**Raw data:**
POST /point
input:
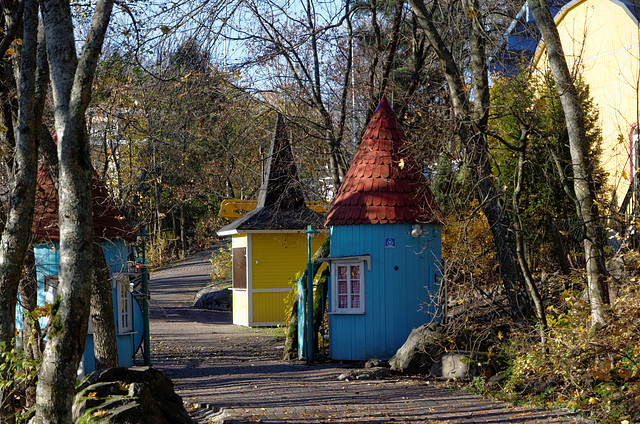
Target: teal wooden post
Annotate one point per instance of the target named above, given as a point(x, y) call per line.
point(309, 333)
point(145, 301)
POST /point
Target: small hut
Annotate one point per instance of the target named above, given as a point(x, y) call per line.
point(268, 244)
point(385, 247)
point(115, 235)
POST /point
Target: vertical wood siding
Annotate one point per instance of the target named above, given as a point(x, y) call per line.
point(277, 258)
point(269, 307)
point(396, 300)
point(240, 307)
point(116, 255)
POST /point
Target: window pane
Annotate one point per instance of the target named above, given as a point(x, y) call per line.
point(355, 272)
point(355, 301)
point(342, 272)
point(343, 301)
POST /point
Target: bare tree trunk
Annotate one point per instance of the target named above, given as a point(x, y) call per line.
point(16, 235)
point(32, 337)
point(582, 179)
point(71, 82)
point(471, 129)
point(104, 331)
point(520, 242)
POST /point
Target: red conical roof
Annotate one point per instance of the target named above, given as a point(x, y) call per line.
point(384, 183)
point(108, 221)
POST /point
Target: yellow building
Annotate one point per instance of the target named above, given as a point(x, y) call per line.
point(268, 244)
point(602, 39)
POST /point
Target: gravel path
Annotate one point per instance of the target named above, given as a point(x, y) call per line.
point(233, 374)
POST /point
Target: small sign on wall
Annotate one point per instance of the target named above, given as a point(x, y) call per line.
point(389, 242)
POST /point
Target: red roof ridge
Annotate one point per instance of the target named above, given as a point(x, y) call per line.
point(384, 184)
point(108, 222)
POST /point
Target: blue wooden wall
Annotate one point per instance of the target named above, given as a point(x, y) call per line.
point(47, 263)
point(396, 300)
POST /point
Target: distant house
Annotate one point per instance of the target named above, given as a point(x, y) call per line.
point(268, 244)
point(600, 38)
point(115, 236)
point(386, 267)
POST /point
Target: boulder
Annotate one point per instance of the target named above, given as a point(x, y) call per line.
point(140, 395)
point(457, 365)
point(212, 297)
point(417, 354)
point(376, 363)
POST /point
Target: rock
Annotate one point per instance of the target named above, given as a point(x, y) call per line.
point(376, 373)
point(416, 355)
point(496, 382)
point(140, 395)
point(212, 297)
point(457, 364)
point(375, 363)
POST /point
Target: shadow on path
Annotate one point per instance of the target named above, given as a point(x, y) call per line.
point(238, 373)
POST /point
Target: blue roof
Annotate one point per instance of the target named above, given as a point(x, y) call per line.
point(520, 40)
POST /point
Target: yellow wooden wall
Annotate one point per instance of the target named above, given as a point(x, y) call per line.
point(273, 259)
point(601, 38)
point(240, 307)
point(239, 240)
point(276, 257)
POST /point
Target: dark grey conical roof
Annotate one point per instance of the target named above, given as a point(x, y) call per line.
point(281, 203)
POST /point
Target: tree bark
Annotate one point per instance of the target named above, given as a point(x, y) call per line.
point(582, 179)
point(105, 346)
point(32, 337)
point(471, 120)
point(71, 83)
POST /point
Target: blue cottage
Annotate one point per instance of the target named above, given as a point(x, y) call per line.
point(115, 235)
point(385, 259)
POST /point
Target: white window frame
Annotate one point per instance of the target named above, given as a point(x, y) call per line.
point(51, 293)
point(335, 264)
point(125, 311)
point(50, 288)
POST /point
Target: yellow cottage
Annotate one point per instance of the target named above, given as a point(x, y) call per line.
point(268, 243)
point(602, 37)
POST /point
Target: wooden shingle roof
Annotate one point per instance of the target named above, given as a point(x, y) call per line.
point(384, 183)
point(108, 222)
point(281, 204)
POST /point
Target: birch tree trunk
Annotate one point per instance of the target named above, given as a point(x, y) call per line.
point(471, 125)
point(105, 346)
point(582, 179)
point(71, 84)
point(16, 234)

**Work to complete:** Write out all of the lines above word for word, leaving out the pictures.

**Correct result:**
POST /point
input:
Target: teal wooden post
Annotate one point per instance of the target named above, given as a point(x, y) call per line.
point(309, 333)
point(145, 301)
POST /point
Target: small hut
Annotate one point per instance of the target named above, given as a point(x, y) call per line.
point(268, 244)
point(385, 247)
point(115, 235)
POST /point
Target: vertical wood siding
Annotate one point per instance of the target named above, given as a point(x, y) call per line.
point(277, 258)
point(269, 307)
point(396, 300)
point(240, 307)
point(116, 255)
POST /point
Target: window pane
Annotate one point per instance of the target named above, given as a point(x, y) call per line.
point(355, 272)
point(355, 301)
point(342, 272)
point(343, 301)
POST /point
Target: bare tree trunk
Annotate one point per instance of the target named above, given as a point(x, y) call per line.
point(16, 235)
point(32, 337)
point(582, 179)
point(71, 82)
point(471, 129)
point(104, 331)
point(520, 242)
POST /point
Target: red conical roof
Annotate one point per instance of the target named above, given as a point(x, y) call per line.
point(384, 183)
point(108, 221)
POST /point
Target: yellow building
Annotate one point per instance of the target named above, given as a point(x, y) call per line.
point(268, 244)
point(602, 39)
POST /point
Target: gravel path
Annotate one point per instance of the target named above, given as a point(x, y) call per line.
point(233, 374)
POST /point
Target: small sign on wall
Annotate one point per instance of the target named above, given as a point(x, y) call per line.
point(389, 242)
POST /point
Target: red roof ridge
Annotate one point per instance of the target named above, given as a point(x, y) call per line.
point(384, 184)
point(108, 222)
POST /point
Target: blue wooden wall
Annotate one point per instance of the target named above, given as a point(x, y) call per line.
point(47, 263)
point(396, 300)
POST /point
Target: distant house
Annotate one point per instance of the target named above, given as a point(x, y) call per line.
point(268, 244)
point(600, 38)
point(115, 236)
point(386, 267)
POST /point
Target: boulder
Annotate one point per instance of the target named above, given as a point(x, y) call per line.
point(140, 395)
point(457, 365)
point(212, 297)
point(417, 354)
point(376, 363)
POST /point
Target: rock
Annotate one point per instance of the target named above, given as a point(x, y) call per line.
point(376, 373)
point(416, 355)
point(496, 382)
point(140, 395)
point(212, 297)
point(457, 364)
point(375, 363)
POST /point
Target: shadow on path
Annotate one point per instance of the target named above, given as a point(x, y) call per line.
point(238, 373)
POST /point
Target: blue roof
Annotate one point per instance of the target named above, given as a point(x, y) call per line.
point(520, 40)
POST /point
Target: yellow wooden wall
Annotate one point per instance of the target named above, given as a point(x, y) call per line.
point(273, 259)
point(601, 38)
point(240, 307)
point(239, 240)
point(276, 257)
POST /point
Target: dark grey conical roof
Annotate one point per instance of the target named above, given as a point(x, y) call per line.
point(281, 203)
POST /point
Target: tree bark
Annotate one point per instance of the target named above, given as a point(x, y) call per line.
point(582, 179)
point(105, 346)
point(32, 337)
point(471, 120)
point(71, 83)
POST /point
Target: blue cottage
Annotate one point per instance of the target named above, given as a point(x, y) call per line.
point(115, 235)
point(385, 259)
POST /point
Target: white window frame
Annotate one point per instance of the target named above, given as a point(x, y) call per line.
point(51, 293)
point(335, 264)
point(125, 311)
point(50, 288)
POST /point
Target: yellow cottage
Annotate one point per instance of the target named above, given as a point(x, y) call per line.
point(268, 243)
point(602, 37)
POST /point
Target: wooden shingle roof
Annotate one point per instance of the target named above, given as a point(x, y) call per line.
point(384, 183)
point(108, 222)
point(281, 204)
POST /point
Target: birch tree trunk
Annotate one point per instance of the target named above, given as a point(x, y) call per line.
point(471, 125)
point(105, 346)
point(582, 179)
point(71, 84)
point(16, 234)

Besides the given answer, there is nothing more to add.